**WORK REQUIRED:** Starting at the first line, reproduce the listing below in full, exactly as given.

**EXERCISE DATA:**
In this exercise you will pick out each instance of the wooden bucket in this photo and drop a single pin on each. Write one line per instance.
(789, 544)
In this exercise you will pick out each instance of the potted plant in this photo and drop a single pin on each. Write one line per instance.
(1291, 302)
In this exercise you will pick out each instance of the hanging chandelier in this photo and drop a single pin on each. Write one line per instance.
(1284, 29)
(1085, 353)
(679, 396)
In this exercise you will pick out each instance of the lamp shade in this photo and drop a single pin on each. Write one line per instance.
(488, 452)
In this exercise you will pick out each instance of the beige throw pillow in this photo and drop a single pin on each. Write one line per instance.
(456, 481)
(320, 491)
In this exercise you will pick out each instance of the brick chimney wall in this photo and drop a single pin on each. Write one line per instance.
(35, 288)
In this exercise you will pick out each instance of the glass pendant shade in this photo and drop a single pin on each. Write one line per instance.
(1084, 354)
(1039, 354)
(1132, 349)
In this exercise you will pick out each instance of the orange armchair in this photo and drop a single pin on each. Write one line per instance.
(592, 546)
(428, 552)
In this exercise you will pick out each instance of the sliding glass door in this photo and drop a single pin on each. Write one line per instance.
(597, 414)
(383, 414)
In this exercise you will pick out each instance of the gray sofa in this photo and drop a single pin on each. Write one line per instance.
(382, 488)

**WRITTEN RESPONSE:**
In this exercise you will pick out each instance of the wooden bucket in this photo and drop a single pin on each. Write one line per instance.
(789, 544)
In this exercise you will pick out each instance of the potted plant in this photo and drop a single pin on each. Write one line per instance.
(1291, 302)
In this exercise you will pick out each instance of the hanging chandelier in this photo and drop a single pin on each. Write one line per instance.
(1284, 29)
(1085, 353)
(679, 396)
In this exercise you will pick out each instance of the lamp shade in this photo and drop a single pin on each. Write one line per instance.
(488, 452)
In this exercise you will pick out each instance of the beige throw pillow in this photo and drop a single pin on each. Write one line per instance.
(456, 481)
(320, 491)
In this exercise you will pick out each instance of the brick chimney wall in this photo and drop a single pin on each. Write one line per instance.
(35, 288)
In this exercise you will pick out each instance of the glass pendant shade in this photo and drop a single pin on each. Write one line per instance.
(1084, 354)
(1039, 354)
(1132, 349)
In this exercise you will pick out each instance of the orange armchair in this photo and drop a single pin on each. Write one line per instance.
(592, 546)
(428, 552)
In this exercise you will pick out each instance of the sliding glass door in this photo and drop a single pin on each. Write one line per instance.
(597, 414)
(383, 414)
In this exercise you will pick out each instance of the gray sofa in this photo and drop a single pin on each. Write one line per instance.
(382, 488)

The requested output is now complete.